* **Given task**: Make a Markdown table with the columns Number and Record line, starting with the line with "Give the segmentation of every instance of the stone coping." and going on through the line with "List every instance of the stone coping here.", one line per row and blank lines left out.

* **Dataset entries**:
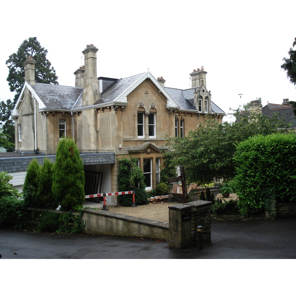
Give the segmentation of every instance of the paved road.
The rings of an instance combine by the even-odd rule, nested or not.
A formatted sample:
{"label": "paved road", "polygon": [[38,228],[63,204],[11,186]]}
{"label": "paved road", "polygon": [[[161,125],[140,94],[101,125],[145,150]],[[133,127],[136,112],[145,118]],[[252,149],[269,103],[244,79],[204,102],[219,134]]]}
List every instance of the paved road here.
{"label": "paved road", "polygon": [[214,223],[212,244],[201,250],[172,250],[155,239],[1,229],[0,254],[1,259],[296,259],[296,217]]}

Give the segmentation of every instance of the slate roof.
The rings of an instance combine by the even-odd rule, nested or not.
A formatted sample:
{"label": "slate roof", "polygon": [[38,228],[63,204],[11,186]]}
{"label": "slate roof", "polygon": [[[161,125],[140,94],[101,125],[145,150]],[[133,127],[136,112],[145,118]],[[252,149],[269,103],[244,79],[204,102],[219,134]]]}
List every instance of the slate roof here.
{"label": "slate roof", "polygon": [[[180,89],[171,87],[164,87],[169,94],[176,101],[181,109],[196,111],[193,106],[194,99],[194,88]],[[215,113],[225,113],[225,112],[219,108],[212,100],[211,101],[212,111]]]}
{"label": "slate roof", "polygon": [[83,92],[80,87],[46,83],[37,83],[32,87],[46,108],[54,109],[71,109]]}
{"label": "slate roof", "polygon": [[[118,79],[101,93],[101,99],[95,105],[99,106],[114,102],[139,79],[143,79],[145,74],[142,73]],[[39,83],[31,87],[45,108],[71,110],[82,107],[82,88]],[[163,88],[181,109],[196,111],[193,105],[194,88],[184,90],[166,87]],[[211,104],[214,112],[225,113],[214,103],[211,102]]]}
{"label": "slate roof", "polygon": [[291,123],[291,127],[296,128],[296,118],[292,106],[278,104],[268,104],[262,108],[262,113],[268,117],[272,117],[277,113],[278,116],[284,118],[288,123]]}
{"label": "slate roof", "polygon": [[106,104],[106,103],[113,102],[129,87],[137,81],[145,73],[142,73],[138,75],[119,79],[102,93],[100,104]]}

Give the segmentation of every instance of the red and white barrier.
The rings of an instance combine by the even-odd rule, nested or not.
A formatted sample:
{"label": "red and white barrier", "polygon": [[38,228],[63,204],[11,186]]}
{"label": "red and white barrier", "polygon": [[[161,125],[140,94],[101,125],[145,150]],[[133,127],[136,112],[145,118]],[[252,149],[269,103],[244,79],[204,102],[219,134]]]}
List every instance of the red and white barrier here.
{"label": "red and white barrier", "polygon": [[108,209],[106,209],[106,196],[111,196],[112,195],[121,195],[122,194],[133,194],[133,205],[132,207],[137,207],[135,202],[135,191],[121,191],[119,192],[111,192],[110,193],[98,193],[97,194],[90,194],[90,195],[85,195],[84,198],[93,198],[94,197],[104,197],[104,205],[103,206],[103,209],[105,211],[108,211]]}
{"label": "red and white barrier", "polygon": [[111,193],[98,193],[97,194],[91,194],[90,195],[85,195],[85,198],[93,198],[93,197],[102,197],[105,194],[105,196],[111,196],[111,195],[121,195],[121,194],[131,194],[133,191],[121,191],[120,192],[113,192]]}

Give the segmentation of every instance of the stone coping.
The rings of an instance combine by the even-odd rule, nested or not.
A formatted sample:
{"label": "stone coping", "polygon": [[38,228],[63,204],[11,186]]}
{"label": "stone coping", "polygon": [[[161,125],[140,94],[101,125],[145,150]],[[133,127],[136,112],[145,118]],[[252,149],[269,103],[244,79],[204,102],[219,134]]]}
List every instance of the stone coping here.
{"label": "stone coping", "polygon": [[161,222],[160,221],[150,220],[149,219],[146,219],[140,217],[134,217],[133,216],[131,216],[127,215],[118,214],[116,213],[113,213],[113,212],[104,211],[103,210],[97,211],[96,210],[93,210],[92,209],[83,209],[83,212],[94,214],[95,215],[110,217],[112,218],[116,218],[117,219],[120,219],[122,220],[126,220],[130,222],[135,222],[136,223],[139,223],[140,224],[144,224],[148,225],[153,225],[154,226],[159,227],[160,228],[168,229],[169,229],[169,223],[166,222]]}

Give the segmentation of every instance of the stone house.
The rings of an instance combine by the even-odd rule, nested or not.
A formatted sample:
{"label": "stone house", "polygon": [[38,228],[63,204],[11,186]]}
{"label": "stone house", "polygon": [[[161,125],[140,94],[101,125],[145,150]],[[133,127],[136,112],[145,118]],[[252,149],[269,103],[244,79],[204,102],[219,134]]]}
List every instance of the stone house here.
{"label": "stone house", "polygon": [[252,101],[249,103],[249,110],[251,111],[259,111],[269,117],[274,114],[284,118],[288,123],[291,124],[291,129],[296,128],[296,118],[294,112],[293,107],[289,104],[289,99],[284,99],[281,104],[272,104],[267,102],[267,105],[262,107],[260,100]]}
{"label": "stone house", "polygon": [[25,82],[12,114],[16,151],[54,155],[60,139],[71,136],[88,174],[86,193],[116,192],[116,159],[130,155],[139,159],[146,190],[155,189],[166,136],[185,136],[206,115],[222,122],[225,112],[212,101],[203,68],[190,74],[188,89],[167,87],[149,71],[98,78],[98,50],[91,44],[82,51],[84,66],[74,73],[74,87],[36,82],[36,62],[25,62]]}

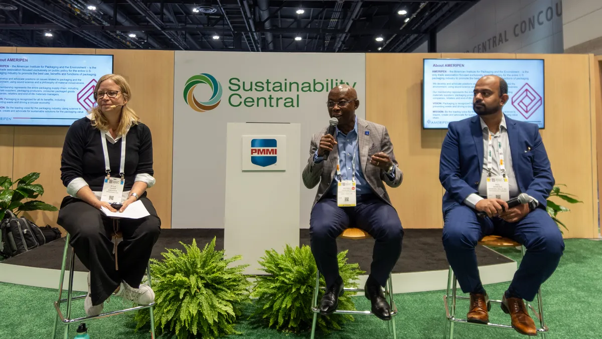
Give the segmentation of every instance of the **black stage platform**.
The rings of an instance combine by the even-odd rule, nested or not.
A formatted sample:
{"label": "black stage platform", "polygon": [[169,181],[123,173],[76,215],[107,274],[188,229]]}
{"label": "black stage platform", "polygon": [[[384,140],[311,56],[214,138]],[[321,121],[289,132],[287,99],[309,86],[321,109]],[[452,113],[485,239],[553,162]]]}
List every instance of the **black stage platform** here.
{"label": "black stage platform", "polygon": [[[309,246],[309,230],[299,230],[300,246]],[[402,256],[393,269],[393,273],[437,271],[448,268],[447,260],[441,244],[441,229],[405,230]],[[163,259],[161,253],[166,252],[165,249],[177,248],[183,250],[179,242],[190,244],[192,242],[193,238],[196,239],[199,247],[202,249],[214,236],[217,237],[216,249],[223,249],[223,229],[162,229],[161,236],[153,249],[152,257],[157,259]],[[360,268],[366,271],[365,274],[370,273],[370,262],[372,261],[372,248],[374,242],[373,239],[349,240],[340,238],[337,242],[340,252],[344,250],[349,250],[347,253],[348,262],[357,262],[359,264]],[[64,246],[64,238],[59,239],[35,250],[2,261],[2,263],[60,270]],[[477,247],[476,251],[479,266],[512,262],[512,260],[497,252],[480,245]],[[87,271],[76,259],[75,270]]]}

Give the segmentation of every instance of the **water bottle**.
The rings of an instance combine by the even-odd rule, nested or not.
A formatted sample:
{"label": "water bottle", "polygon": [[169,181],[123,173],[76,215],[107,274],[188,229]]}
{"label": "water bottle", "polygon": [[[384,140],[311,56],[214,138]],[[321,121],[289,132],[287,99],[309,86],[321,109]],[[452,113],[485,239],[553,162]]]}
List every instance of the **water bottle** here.
{"label": "water bottle", "polygon": [[85,328],[85,323],[82,323],[77,328],[77,334],[73,339],[90,339],[88,335],[88,329]]}

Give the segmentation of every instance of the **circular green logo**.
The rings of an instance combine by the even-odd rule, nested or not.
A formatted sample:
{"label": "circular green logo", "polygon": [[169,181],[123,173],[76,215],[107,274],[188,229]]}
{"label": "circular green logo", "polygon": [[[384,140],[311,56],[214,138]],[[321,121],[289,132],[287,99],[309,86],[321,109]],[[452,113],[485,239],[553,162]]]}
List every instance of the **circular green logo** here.
{"label": "circular green logo", "polygon": [[[206,84],[213,90],[211,97],[206,101],[199,101],[194,97],[194,89],[200,84]],[[184,101],[196,112],[206,112],[217,107],[222,101],[222,84],[213,75],[201,73],[193,75],[186,81],[184,86]]]}

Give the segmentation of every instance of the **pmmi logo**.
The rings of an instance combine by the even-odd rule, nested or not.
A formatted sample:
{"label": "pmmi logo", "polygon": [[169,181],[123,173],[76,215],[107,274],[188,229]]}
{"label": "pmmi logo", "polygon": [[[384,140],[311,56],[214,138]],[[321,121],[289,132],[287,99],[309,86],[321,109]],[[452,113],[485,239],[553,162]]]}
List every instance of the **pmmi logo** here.
{"label": "pmmi logo", "polygon": [[276,163],[278,151],[275,139],[253,139],[251,140],[251,163],[267,167]]}

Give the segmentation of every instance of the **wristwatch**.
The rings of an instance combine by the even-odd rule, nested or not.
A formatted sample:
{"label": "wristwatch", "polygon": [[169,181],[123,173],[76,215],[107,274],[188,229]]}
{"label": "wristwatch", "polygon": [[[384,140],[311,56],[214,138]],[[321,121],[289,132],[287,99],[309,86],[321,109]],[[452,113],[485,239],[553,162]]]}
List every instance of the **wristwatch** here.
{"label": "wristwatch", "polygon": [[537,208],[538,204],[537,201],[535,199],[532,199],[529,202],[529,211],[533,211]]}

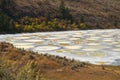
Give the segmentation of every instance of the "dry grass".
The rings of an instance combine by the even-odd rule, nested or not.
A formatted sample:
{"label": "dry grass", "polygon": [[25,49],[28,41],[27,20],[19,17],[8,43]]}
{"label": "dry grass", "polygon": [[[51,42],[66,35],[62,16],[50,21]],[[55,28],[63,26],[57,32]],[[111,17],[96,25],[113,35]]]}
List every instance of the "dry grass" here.
{"label": "dry grass", "polygon": [[119,80],[120,66],[96,66],[0,43],[0,80]]}

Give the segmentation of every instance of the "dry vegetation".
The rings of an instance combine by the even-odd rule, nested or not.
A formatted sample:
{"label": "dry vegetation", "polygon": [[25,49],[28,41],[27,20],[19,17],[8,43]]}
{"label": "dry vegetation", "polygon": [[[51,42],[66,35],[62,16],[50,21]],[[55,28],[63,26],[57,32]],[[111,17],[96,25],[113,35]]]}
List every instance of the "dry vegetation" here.
{"label": "dry vegetation", "polygon": [[96,66],[0,43],[0,80],[119,80],[120,67]]}
{"label": "dry vegetation", "polygon": [[[11,4],[12,15],[39,16],[50,12],[57,16],[60,0],[14,0]],[[85,16],[85,22],[91,26],[99,23],[102,28],[120,28],[120,1],[119,0],[64,0],[72,15],[77,20],[80,15]],[[12,7],[14,6],[14,7]],[[9,8],[10,9],[10,8]],[[15,12],[15,13],[14,13]]]}

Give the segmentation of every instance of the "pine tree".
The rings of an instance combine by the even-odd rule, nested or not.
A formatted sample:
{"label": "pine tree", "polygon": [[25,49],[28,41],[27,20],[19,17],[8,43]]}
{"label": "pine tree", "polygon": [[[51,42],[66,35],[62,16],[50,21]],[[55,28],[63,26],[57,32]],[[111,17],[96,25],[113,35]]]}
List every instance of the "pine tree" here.
{"label": "pine tree", "polygon": [[50,14],[49,14],[49,13],[46,13],[45,18],[46,18],[45,23],[48,24],[48,22],[51,20]]}
{"label": "pine tree", "polygon": [[60,19],[71,20],[72,22],[72,15],[70,14],[69,9],[65,7],[65,3],[63,0],[61,0],[60,6],[59,6],[59,17]]}

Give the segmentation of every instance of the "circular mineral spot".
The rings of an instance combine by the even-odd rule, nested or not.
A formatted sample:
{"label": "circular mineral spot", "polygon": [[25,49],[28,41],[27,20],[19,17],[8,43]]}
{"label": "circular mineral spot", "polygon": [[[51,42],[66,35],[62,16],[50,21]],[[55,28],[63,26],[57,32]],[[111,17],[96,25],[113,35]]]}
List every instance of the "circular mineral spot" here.
{"label": "circular mineral spot", "polygon": [[45,38],[45,39],[48,39],[48,40],[57,40],[58,38],[57,37],[49,37],[49,38]]}
{"label": "circular mineral spot", "polygon": [[69,40],[79,40],[79,38],[69,38]]}
{"label": "circular mineral spot", "polygon": [[21,48],[21,49],[30,49],[33,48],[33,45],[15,45],[16,48]]}
{"label": "circular mineral spot", "polygon": [[115,45],[115,46],[120,48],[120,45]]}
{"label": "circular mineral spot", "polygon": [[13,43],[15,46],[27,46],[27,45],[32,45],[32,43]]}
{"label": "circular mineral spot", "polygon": [[74,46],[64,46],[64,48],[66,48],[66,49],[80,49],[81,46],[78,46],[78,45],[74,45]]}
{"label": "circular mineral spot", "polygon": [[90,46],[98,46],[100,45],[99,43],[88,43],[87,45],[90,45]]}
{"label": "circular mineral spot", "polygon": [[115,48],[115,49],[113,49],[113,51],[118,51],[118,52],[120,52],[120,48]]}
{"label": "circular mineral spot", "polygon": [[87,40],[98,40],[98,39],[99,39],[99,37],[90,37]]}
{"label": "circular mineral spot", "polygon": [[57,46],[38,46],[34,48],[35,51],[52,51],[52,50],[57,50],[60,47]]}
{"label": "circular mineral spot", "polygon": [[70,44],[70,42],[67,42],[67,41],[58,41],[57,43],[59,43],[59,44]]}
{"label": "circular mineral spot", "polygon": [[104,53],[101,53],[101,52],[96,52],[96,53],[90,53],[89,56],[92,56],[92,57],[104,57],[105,54]]}
{"label": "circular mineral spot", "polygon": [[80,37],[82,37],[82,35],[73,35],[73,37],[78,37],[78,38],[80,38]]}
{"label": "circular mineral spot", "polygon": [[98,51],[99,49],[93,49],[93,48],[84,48],[84,51]]}
{"label": "circular mineral spot", "polygon": [[75,51],[75,52],[71,52],[71,54],[75,54],[75,55],[87,55],[87,53],[86,52],[79,52],[79,51]]}
{"label": "circular mineral spot", "polygon": [[30,37],[15,37],[15,39],[29,39]]}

* **Problem solution**:
| Number | Record line |
|---|---|
| 1 | Give the segmentation of every instance of the stone coping. |
| 2 | The rings of an instance combine by the even-odd rule, nested or not. |
| 3 | A formatted sample: |
| 4 | {"label": "stone coping", "polygon": [[38,228],[63,204],[11,186]]} |
| 5 | {"label": "stone coping", "polygon": [[[161,125],[140,94],[101,125],[145,150]],[[133,127],[136,112],[145,118]],[[252,149],[269,103],[244,79],[204,102],[219,134]]]} |
| 6 | List every instance of the stone coping here. |